Stored data entries
------------------------------------------------

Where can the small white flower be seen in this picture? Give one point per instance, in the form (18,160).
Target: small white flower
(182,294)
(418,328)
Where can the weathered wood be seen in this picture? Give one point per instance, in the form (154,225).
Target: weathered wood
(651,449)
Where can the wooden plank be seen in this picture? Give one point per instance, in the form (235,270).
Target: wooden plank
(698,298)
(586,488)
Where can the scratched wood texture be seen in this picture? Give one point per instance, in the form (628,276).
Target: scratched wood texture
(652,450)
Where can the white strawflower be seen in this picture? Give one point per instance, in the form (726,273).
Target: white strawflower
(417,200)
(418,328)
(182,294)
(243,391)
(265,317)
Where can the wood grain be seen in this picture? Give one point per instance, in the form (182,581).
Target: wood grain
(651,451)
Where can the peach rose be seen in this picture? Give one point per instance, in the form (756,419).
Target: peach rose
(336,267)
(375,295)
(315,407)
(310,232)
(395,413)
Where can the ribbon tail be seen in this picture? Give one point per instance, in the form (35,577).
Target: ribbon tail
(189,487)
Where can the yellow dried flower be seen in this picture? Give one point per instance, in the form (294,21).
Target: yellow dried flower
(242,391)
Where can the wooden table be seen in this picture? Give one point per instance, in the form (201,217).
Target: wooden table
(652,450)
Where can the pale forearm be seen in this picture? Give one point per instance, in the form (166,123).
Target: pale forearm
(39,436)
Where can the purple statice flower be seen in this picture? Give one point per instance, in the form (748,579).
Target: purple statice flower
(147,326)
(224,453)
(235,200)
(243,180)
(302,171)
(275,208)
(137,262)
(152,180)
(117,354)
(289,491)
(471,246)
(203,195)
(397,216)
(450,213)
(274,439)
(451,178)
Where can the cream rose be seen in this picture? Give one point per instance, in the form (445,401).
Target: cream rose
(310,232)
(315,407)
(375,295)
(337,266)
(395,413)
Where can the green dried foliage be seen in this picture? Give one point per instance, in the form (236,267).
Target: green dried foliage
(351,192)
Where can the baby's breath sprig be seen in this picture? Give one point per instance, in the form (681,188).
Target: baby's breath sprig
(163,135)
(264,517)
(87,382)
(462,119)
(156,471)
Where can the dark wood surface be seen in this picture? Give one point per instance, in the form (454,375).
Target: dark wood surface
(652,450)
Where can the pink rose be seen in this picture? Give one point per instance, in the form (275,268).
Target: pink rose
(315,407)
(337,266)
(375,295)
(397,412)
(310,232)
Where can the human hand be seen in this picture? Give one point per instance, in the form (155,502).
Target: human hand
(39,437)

------------------------------------------------

Retype all of the data above line for line, with nothing changed.

Where can the small white flower be seen in this picture? Give one point per instance, in the form (18,160).
Target: small white flower
(182,294)
(418,328)
Where can the weathered wood be seen in this picture? Give one point per instance, in the form (154,225).
Target: weathered wood
(651,449)
Where can the wooden plank be seen in this picture? Give one point per instance, in the form (235,270).
Target: wooden plank
(698,298)
(586,488)
Where can the scratched wood texture be seen in this picture? Give one point per instance, in the form (628,276).
Target: scratched wood texture
(652,450)
Where can the white strawflower be seen in this picture? Give one point per instance, in the form (726,273).
Target: white strawflower
(417,200)
(418,328)
(182,294)
(243,391)
(265,317)
Where can the wood grain be seen in this picture? Give one point per instance, in the form (182,581).
Target: wood grain
(651,451)
Where can the peach rose be seen in this picture? Give one point per instance, in the form (756,419).
Target: peach rose
(336,267)
(375,295)
(315,407)
(310,232)
(395,413)
Where can the ribbon tail be seen in this picture? Give one point per instance, in the form (35,577).
Target: ribbon tail
(189,487)
Where can the yellow dried flower be seen in this picture? Give one point per instance, in the form (294,21).
Target: yellow dried flower
(242,391)
Where can the wooden table be seen in this picture? Give one point per instance, in the form (201,217).
Target: wooden table
(652,450)
Where can the pale forearm be seen in this picture? Give one point per instance, in the form (166,123).
Target: pale forearm
(39,436)
Where can the purple statice flower be seen in this picture? Give one point per instance, in the form (748,579).
Target: purple statice flower
(147,326)
(224,453)
(235,200)
(243,180)
(302,171)
(275,208)
(137,262)
(152,180)
(117,354)
(289,491)
(471,246)
(203,195)
(397,216)
(450,213)
(274,439)
(451,178)
Where can the cream rose be seen in this picture? Give one point per instance, in the form (445,401).
Target: cream rose
(310,232)
(315,407)
(375,295)
(337,266)
(395,413)
Where can the green dried foliage be seen in this picture? Give one point per instance, in the form (236,267).
Target: green dried foliage
(351,192)
Where can the baby's breath sprig be seen in this picture? Give one point per instance, in the form (681,188).
Target: baby's breath sprig
(163,135)
(264,517)
(87,382)
(462,119)
(156,471)
Where can the dark wood surface be seen in this picture? Give one point per instance, in the form (454,375).
Target: dark wood surface
(652,450)
Where can the pink rose be seen in this picture? Give one point per instance, in the form (275,268).
Target: pink rose
(315,407)
(337,266)
(375,295)
(397,412)
(310,232)
Where can the human hand be seen in this picture? Give one point per instance, in the form (155,502).
Target: human hand
(39,437)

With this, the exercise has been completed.